• [Records supplied]
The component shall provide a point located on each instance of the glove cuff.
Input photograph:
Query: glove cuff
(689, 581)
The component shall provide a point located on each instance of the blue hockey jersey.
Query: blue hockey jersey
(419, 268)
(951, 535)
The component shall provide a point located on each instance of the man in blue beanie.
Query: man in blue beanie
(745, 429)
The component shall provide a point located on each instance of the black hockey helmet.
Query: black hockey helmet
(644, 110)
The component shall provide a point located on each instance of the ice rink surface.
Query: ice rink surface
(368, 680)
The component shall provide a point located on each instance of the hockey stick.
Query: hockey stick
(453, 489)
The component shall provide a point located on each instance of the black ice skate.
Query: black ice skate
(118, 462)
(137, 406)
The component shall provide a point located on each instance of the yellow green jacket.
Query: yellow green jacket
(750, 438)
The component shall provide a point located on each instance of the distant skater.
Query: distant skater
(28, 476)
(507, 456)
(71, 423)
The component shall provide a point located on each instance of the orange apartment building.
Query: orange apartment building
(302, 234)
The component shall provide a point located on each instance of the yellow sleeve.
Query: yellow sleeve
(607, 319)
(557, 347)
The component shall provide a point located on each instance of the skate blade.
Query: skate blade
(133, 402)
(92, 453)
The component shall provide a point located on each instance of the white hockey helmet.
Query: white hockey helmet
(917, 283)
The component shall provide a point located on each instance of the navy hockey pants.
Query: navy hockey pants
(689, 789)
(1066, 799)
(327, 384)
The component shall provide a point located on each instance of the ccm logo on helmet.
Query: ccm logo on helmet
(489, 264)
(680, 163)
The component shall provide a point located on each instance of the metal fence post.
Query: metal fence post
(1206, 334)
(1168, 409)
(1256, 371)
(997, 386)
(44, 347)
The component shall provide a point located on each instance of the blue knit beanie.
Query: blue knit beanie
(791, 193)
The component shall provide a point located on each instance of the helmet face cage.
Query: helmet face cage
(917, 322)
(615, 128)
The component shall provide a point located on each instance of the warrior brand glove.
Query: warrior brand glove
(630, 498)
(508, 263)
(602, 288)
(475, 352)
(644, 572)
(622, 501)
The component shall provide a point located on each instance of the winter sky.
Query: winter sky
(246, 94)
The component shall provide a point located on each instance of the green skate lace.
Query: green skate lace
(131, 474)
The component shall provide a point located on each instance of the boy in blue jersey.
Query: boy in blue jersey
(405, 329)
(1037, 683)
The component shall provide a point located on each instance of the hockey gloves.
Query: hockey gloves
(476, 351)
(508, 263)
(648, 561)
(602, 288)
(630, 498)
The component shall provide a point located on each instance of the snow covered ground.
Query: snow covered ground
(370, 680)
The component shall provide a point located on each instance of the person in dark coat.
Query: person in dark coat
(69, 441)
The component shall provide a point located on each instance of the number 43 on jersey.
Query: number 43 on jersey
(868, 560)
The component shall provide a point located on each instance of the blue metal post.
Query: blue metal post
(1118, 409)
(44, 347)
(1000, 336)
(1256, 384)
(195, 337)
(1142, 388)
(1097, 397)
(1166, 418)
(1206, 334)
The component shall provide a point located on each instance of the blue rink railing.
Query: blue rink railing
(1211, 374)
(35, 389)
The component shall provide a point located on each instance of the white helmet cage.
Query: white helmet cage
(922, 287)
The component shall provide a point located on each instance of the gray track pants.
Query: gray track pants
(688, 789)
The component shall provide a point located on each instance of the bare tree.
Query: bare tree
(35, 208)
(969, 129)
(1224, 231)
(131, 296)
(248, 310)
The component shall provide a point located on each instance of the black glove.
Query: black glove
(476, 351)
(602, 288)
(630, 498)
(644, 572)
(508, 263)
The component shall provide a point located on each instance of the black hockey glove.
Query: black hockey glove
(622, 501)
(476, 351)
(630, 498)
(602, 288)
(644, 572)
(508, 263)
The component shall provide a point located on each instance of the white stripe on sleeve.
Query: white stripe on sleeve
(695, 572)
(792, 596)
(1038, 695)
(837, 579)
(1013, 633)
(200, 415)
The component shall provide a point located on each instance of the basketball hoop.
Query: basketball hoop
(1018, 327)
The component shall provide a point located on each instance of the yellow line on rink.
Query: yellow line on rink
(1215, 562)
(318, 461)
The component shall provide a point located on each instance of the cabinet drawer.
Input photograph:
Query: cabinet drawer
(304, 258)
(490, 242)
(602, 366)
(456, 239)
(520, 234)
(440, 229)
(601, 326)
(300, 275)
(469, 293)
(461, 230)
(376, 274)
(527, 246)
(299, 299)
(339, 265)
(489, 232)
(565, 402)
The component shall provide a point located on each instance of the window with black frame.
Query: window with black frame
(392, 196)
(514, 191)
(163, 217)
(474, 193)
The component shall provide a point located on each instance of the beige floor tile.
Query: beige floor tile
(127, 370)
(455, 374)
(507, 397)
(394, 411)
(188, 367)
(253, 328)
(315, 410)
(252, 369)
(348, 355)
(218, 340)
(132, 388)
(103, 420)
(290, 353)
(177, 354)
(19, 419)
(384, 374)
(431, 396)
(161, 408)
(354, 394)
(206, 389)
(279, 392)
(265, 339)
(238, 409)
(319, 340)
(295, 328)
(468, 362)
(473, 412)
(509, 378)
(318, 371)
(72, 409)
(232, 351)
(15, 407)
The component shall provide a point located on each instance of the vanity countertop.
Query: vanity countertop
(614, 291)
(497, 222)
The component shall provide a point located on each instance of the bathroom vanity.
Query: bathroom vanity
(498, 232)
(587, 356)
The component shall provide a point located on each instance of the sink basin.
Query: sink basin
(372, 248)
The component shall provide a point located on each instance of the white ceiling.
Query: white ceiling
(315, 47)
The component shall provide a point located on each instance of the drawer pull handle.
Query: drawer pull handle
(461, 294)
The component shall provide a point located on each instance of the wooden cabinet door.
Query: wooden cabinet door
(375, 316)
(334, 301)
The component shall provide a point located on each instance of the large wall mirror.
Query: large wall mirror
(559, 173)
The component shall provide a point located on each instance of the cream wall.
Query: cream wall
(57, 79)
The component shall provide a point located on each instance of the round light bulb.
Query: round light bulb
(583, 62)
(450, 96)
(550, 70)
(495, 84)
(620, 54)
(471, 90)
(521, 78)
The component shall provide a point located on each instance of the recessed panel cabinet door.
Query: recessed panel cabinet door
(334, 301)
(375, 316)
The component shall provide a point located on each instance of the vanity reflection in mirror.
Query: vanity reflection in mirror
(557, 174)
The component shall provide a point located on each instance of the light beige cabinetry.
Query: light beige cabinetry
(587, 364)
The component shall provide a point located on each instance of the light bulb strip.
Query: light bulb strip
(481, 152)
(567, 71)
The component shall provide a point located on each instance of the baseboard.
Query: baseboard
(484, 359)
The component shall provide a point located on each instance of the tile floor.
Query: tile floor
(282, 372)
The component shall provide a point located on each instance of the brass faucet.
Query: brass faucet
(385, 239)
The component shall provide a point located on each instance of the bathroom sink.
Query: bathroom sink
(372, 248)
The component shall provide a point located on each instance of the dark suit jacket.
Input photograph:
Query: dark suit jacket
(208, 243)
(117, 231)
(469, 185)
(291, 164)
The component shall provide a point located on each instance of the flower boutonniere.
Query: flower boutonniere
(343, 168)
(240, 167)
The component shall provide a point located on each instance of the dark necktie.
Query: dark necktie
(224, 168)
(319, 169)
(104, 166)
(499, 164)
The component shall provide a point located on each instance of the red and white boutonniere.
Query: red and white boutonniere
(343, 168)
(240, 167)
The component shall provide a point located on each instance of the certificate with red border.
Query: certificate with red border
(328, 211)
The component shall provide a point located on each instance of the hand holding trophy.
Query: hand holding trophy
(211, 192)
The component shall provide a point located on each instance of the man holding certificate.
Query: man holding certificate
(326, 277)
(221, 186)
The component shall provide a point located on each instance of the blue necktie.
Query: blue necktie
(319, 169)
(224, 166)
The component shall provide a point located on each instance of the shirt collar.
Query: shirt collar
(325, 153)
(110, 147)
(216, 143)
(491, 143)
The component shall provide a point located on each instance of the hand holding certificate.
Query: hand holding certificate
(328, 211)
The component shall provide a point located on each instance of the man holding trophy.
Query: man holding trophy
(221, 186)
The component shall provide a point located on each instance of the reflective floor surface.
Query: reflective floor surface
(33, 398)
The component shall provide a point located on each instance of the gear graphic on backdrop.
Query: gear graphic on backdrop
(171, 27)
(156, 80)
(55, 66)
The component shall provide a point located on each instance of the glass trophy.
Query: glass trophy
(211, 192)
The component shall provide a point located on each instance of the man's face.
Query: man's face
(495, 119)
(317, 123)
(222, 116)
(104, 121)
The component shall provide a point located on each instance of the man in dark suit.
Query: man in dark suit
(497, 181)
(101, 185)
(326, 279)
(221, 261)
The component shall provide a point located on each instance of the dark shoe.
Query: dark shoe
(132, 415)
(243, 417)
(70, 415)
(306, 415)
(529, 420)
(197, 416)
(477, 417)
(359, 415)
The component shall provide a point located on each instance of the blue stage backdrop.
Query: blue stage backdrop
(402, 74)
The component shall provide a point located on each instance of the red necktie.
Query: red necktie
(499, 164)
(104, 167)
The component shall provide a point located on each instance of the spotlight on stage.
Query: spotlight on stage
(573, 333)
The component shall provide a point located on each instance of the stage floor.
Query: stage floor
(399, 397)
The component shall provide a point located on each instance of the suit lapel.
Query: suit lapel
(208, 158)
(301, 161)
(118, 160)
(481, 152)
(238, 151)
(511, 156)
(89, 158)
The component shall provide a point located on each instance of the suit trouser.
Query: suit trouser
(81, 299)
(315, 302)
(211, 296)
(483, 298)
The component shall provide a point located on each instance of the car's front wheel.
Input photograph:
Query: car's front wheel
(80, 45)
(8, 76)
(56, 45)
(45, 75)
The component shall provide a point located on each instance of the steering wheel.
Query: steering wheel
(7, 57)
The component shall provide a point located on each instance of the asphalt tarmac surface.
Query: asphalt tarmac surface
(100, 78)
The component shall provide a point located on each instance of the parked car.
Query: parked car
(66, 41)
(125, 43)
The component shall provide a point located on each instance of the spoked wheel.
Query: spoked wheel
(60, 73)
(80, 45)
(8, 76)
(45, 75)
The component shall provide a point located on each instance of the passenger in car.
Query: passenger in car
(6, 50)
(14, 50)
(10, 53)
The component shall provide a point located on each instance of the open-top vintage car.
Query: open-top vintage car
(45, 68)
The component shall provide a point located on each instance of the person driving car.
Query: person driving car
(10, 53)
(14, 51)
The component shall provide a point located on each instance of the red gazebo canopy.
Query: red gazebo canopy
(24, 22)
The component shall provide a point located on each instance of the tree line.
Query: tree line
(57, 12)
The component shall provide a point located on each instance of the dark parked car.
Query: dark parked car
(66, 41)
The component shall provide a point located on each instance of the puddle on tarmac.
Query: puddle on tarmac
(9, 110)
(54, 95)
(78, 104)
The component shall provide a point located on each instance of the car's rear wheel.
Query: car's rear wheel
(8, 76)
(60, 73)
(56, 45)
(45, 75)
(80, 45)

• [Instructions for the task] From the line containing "the suit lapel." through the final line of the listing above, retype every line exactly; leave out everything else.

• [The result]
The component shall provide a point located on each instance of the suit lapel.
Query: suit lapel
(208, 158)
(301, 161)
(118, 160)
(481, 152)
(238, 151)
(511, 156)
(89, 158)
The component shall provide a point located on each instance of the suit trouser.
Query: suit trouser
(81, 299)
(315, 302)
(211, 296)
(483, 298)
The component shall provide a point located on each instance of the car's front wheel.
Input photograph:
Query: car's front wheel
(80, 45)
(8, 76)
(56, 45)
(45, 75)
The component shall provide a point located on each instance of the steering wheel.
Query: steering wheel
(7, 57)
The component shall provide a point located on each instance of the asphalt tarmac surface.
Query: asphalt tarmac surface
(100, 78)
The component shall provide a point located on each instance of the parked car.
Query: parked car
(66, 41)
(125, 43)
The component shall provide a point located on each instance of the spoked wheel.
Query: spoked wheel
(60, 73)
(80, 45)
(8, 76)
(45, 75)
The component shall provide a point located on each instance of the passenger in car.
Query: passenger in car
(6, 50)
(14, 50)
(10, 53)
The component shall provide a point located on each instance of the open-top vintage car.
Query: open-top vintage car
(45, 68)
The component shall provide a point located on each instance of the person driving car.
Query: person driving car
(10, 53)
(14, 51)
The component shall provide a point located on each instance of the red gazebo canopy.
Query: red gazebo canopy
(24, 22)
The component shall provide a point located on each instance of the tree line.
Query: tree line
(57, 12)
The component shall provide a point located on each instance of the dark parked car.
Query: dark parked car
(66, 41)
The component shall provide a point located on each instance of the puddle on tarmac.
Query: puddle on tarmac
(9, 110)
(54, 95)
(78, 104)
The component shall provide a point located on each instance of the car's rear wheel.
Query: car's rear wheel
(8, 76)
(60, 73)
(56, 45)
(45, 75)
(80, 45)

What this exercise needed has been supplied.